**DOCUMENT EXCERPT**
>> Start
Should An iPhone App Developer Charge Or Run Ads? - vaksel
http://www.techcrunch.com/2009/03/22/should-an-iphone-app-developer-charge-or-run-ads-galaxy-impact-case-study/

======
pxlpshr
I've said this before but I'll say this again because it's keeping us more
profitable than most. Run your own ad system, use LinkShare for your links
(earn 5% on sales), advertise your own apps for free, add a few banners for
apps/games you think your visitors will like b/c you'll likely over-expose
your visitor if you only have a few ads running.

Our # of downloads and usage is about 10x's less than this case study, but our
advertising revenue (5% from LinkShare) is roughly the same. And, we've
correlated that roughly 25% of our premium app sales is due to the banner ads
in our free app (which we pay $0 to advertise through).
>> End
**RECORDS**
>> Start
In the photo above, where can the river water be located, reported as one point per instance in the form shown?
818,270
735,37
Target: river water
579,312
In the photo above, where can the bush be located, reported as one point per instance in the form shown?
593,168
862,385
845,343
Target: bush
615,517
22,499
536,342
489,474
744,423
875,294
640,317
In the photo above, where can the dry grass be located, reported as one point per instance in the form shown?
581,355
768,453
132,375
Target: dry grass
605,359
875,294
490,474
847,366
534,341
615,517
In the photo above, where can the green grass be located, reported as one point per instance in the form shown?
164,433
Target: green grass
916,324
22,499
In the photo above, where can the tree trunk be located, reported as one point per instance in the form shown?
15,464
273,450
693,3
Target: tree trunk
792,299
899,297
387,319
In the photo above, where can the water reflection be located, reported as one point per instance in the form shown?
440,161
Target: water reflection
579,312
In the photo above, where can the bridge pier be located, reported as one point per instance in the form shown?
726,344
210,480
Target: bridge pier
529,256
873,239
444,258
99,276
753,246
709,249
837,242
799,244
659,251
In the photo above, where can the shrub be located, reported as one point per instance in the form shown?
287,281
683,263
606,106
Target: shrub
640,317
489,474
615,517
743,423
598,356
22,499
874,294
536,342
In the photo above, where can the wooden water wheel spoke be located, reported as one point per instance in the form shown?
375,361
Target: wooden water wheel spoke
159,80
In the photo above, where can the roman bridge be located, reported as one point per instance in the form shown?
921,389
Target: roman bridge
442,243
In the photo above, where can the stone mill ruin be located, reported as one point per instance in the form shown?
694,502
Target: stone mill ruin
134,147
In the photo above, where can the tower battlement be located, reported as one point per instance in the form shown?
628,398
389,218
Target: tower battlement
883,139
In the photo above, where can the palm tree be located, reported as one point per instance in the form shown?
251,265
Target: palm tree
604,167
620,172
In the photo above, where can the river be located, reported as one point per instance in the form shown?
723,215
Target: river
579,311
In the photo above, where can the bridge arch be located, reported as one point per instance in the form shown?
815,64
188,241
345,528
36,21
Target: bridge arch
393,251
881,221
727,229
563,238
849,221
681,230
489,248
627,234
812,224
>> End
>> Start
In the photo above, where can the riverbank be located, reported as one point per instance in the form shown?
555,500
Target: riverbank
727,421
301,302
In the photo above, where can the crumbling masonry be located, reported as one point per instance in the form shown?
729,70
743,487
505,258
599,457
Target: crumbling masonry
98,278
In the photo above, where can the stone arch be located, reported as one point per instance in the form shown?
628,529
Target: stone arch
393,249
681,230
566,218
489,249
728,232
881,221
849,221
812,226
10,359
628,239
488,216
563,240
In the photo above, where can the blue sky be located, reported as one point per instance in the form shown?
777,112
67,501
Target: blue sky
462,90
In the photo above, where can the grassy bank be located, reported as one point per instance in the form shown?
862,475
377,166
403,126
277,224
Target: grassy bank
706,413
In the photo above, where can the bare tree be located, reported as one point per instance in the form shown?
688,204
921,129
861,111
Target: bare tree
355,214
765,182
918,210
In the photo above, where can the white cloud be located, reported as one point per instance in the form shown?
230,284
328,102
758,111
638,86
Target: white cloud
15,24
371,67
>> End
**TASKS AND EXERCISES**
**A.** In the forum thread about iPhone app ads, why does the commenter suggest adding a few banners for other apps or games visitors might like?
**B.** Extend the forum thread on whether an iPhone app developer should charge or run ads, picking up right after its last sentence.

**TASK RESPONSES**
**A.** With only a few ads running, visitors would likely be over-exposed to the same ones. Adding banners for other apps or games they might like avoids that.

**B.**
I love AdMob for what they are trying to do, but the economics of the AppStore
(as stated by many people) is broken for most indie shops who don't have a
bankroll to throw at advertising/customer acquisition. The 30% apple takes off
the top is traditionally a healthy marketing budget, without it most devs are
left to "AppStore-marketing" after bills/costs are paid. The ROI on admob just
doesn't make cents (:P) for most people.

------
rimantas
Oh, no, no more ads please. I will gladly pay just not to have something
taking the real estate of my screen and trying to interrupt. I am with
37signals take on this: asking money for your work IS ok!
[http://www.37signals.com/svn/posts/1615-how-did-the-web-
lose...](http://www.37signals.com/svn/posts/1615-how-did-the-web-lose-faith-
in-charging-for-stuff)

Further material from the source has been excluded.